### STATED EXERCISE
Please copy the stretch of items from their start through the line containing "column 341, row 161", word for word, leaving the pictures out of your copy.

:::

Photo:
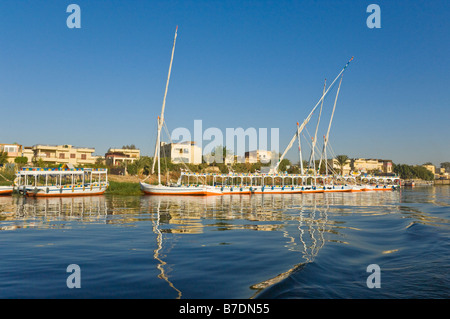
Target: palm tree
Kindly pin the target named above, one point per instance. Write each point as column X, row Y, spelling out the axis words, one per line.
column 341, row 161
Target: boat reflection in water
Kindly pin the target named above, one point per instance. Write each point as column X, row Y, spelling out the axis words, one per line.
column 302, row 221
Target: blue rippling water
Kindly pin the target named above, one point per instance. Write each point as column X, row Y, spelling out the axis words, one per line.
column 259, row 246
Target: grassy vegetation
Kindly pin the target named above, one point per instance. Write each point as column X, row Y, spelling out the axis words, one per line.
column 123, row 188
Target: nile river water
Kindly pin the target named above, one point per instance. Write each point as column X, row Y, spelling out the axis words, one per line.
column 258, row 246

:::

### WRITTEN RESPONSE
Photo:
Target: palm tree
Kindly pin the target named above, one point per instance. Write each point as column X, row Y, spelling out the axis words, one per line.
column 341, row 161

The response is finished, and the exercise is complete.